*Exercise task:* Translate this sentence from the passage on police careers with a GED into Spanish: "Academic requirements can vary from state to state and may also depend on what branch of law enforcement you plan on working for."

----- Passage -----

Pursuing a Career as a Police Officer with a GED
Although a GED may qualify you to pursue a career as a police officer, it may not be enough on its own. Academic requirements can vary from state to state and may also depend on what branch of law enforcement you plan on working for.
It is common for federal law enforcement agencies to expect applicants to have a bachelor's degree, according to the U.S. Bureau of Labor Statistics (BLS). It is also common for police academy applicants in all areas to have a degree or to have taken some college-level studies prior to applying.
This means that although a GED may be sufficient to qualify you to apply for a police officer position, you may find yourself competing against individuals with up to four years of college training. It is therefore likely that you will have better prospects if you complete some postsecondary studies before pursuing a career as a police officer. Studies in criminal justice, for example, can help you demonstrate you have relevant skills and knowledge when applying to a police academy.

----- Entries supplied -----

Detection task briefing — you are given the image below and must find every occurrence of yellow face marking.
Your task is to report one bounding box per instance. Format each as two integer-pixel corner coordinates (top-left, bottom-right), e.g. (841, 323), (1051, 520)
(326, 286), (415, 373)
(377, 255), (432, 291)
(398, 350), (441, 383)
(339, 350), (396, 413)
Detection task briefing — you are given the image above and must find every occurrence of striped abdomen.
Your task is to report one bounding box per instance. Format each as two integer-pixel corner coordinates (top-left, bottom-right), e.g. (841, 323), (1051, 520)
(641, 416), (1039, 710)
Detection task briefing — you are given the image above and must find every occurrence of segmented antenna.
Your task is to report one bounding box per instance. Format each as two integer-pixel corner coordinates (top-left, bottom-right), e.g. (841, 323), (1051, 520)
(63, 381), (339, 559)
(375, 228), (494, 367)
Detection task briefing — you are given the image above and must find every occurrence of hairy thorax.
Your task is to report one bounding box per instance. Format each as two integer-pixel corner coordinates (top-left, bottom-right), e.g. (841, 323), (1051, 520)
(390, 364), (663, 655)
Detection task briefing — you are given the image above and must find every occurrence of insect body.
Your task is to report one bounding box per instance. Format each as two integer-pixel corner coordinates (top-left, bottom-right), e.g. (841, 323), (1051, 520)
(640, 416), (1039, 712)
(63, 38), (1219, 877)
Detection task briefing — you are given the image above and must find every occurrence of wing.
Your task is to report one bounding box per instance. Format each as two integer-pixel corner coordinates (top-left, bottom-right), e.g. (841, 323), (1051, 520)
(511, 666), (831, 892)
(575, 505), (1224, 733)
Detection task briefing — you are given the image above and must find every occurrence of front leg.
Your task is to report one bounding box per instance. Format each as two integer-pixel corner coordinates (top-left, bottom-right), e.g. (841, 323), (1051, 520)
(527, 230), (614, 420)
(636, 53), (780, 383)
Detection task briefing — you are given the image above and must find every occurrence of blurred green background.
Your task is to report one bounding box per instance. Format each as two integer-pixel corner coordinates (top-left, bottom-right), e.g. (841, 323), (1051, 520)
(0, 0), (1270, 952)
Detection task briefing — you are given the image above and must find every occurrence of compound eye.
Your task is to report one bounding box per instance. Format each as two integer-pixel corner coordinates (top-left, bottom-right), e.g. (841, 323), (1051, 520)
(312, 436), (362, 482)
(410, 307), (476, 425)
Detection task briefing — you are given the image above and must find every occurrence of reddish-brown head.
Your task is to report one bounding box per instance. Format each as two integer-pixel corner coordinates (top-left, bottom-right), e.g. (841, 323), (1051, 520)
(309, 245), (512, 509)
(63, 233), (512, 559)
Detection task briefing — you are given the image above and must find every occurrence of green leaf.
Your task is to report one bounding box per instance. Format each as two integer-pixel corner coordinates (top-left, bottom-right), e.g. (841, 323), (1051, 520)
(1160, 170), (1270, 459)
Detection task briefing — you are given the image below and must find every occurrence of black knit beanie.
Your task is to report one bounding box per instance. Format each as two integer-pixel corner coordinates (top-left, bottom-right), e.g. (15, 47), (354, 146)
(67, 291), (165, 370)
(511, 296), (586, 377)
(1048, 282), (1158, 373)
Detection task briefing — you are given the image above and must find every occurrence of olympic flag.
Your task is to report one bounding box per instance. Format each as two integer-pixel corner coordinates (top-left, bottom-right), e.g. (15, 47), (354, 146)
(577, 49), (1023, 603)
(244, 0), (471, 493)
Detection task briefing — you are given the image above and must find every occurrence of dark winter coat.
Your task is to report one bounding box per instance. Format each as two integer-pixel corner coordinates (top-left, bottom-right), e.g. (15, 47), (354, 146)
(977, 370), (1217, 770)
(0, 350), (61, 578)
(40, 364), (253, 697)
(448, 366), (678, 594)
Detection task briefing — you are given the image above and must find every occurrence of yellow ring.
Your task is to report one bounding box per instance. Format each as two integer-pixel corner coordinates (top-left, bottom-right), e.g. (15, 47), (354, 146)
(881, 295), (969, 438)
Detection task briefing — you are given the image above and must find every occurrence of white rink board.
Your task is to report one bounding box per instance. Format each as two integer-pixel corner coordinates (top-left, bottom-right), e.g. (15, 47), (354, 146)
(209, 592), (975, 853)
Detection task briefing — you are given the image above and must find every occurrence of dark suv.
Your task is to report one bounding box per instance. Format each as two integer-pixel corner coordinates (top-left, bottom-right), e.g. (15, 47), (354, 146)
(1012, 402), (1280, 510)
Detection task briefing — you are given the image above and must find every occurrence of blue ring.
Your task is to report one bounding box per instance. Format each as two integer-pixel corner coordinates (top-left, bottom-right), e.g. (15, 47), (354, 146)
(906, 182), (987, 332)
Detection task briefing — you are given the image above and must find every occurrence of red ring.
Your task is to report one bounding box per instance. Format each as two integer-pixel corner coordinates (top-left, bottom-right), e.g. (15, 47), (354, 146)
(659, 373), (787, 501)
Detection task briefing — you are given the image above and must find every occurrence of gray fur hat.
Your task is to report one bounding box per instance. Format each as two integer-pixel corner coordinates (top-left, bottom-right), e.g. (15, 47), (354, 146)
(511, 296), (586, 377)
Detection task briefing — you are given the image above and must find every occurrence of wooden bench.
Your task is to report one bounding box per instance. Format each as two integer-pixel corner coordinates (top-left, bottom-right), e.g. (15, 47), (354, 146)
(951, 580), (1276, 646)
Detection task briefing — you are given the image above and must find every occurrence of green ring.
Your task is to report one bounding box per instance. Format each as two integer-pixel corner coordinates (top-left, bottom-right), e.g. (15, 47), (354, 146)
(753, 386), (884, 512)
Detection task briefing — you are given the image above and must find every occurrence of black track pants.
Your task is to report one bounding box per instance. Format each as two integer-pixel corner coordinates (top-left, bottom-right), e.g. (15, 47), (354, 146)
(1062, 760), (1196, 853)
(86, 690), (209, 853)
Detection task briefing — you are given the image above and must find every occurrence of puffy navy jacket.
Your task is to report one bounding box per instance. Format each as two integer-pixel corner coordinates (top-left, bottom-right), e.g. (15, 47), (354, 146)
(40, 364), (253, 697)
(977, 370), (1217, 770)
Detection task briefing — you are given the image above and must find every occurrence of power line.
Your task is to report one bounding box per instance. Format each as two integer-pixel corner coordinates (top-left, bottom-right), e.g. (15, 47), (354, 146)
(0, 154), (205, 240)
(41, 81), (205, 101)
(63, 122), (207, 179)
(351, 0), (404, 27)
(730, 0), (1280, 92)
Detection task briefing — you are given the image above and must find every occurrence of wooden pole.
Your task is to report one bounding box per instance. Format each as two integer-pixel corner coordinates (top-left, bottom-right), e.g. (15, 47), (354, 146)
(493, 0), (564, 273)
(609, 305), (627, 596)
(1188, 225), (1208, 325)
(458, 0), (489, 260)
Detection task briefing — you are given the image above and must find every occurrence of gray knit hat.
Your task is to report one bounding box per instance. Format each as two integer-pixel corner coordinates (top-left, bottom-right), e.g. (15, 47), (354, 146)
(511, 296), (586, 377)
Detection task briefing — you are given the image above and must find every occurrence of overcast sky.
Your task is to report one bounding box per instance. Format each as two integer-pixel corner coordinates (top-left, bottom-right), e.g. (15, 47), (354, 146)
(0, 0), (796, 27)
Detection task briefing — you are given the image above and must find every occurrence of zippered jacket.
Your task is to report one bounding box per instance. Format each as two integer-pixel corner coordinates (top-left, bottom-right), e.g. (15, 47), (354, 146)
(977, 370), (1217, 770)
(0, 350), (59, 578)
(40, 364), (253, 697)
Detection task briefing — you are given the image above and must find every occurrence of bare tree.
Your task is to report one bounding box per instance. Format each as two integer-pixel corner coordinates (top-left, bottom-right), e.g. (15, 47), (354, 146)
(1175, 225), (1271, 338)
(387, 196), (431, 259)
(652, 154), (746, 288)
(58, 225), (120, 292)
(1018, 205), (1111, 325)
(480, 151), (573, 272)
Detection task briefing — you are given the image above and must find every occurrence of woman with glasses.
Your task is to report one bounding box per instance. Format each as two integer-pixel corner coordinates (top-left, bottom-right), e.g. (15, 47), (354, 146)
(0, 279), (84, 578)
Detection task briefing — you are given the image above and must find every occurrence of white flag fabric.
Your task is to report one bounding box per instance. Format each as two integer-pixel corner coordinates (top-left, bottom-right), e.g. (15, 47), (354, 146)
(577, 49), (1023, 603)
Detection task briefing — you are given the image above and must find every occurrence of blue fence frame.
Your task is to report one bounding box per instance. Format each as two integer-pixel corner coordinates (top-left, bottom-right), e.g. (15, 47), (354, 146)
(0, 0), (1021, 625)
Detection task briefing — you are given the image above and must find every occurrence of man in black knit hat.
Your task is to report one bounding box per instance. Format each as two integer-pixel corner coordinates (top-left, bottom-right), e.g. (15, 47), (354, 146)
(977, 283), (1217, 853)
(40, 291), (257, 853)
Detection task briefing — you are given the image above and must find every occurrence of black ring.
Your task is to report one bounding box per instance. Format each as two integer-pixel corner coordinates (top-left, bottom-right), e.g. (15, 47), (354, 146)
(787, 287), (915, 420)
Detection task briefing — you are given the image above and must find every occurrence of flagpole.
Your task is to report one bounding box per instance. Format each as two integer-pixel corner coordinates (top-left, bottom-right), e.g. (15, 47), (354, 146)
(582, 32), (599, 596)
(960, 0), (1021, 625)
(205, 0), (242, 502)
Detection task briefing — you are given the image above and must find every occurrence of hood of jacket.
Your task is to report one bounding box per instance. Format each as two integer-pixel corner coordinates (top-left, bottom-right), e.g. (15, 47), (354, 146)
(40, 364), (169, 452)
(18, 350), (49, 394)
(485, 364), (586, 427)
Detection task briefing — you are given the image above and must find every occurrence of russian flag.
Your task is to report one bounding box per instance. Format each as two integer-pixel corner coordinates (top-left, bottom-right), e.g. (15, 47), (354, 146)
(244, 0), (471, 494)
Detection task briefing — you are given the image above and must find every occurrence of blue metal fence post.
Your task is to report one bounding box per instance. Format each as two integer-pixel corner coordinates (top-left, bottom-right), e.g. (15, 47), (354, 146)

-----

*Answer for the task:* Los requisitos académicos pueden variar de un estado a otro y también pueden depender de la rama de las fuerzas del orden en la que planees trabajar.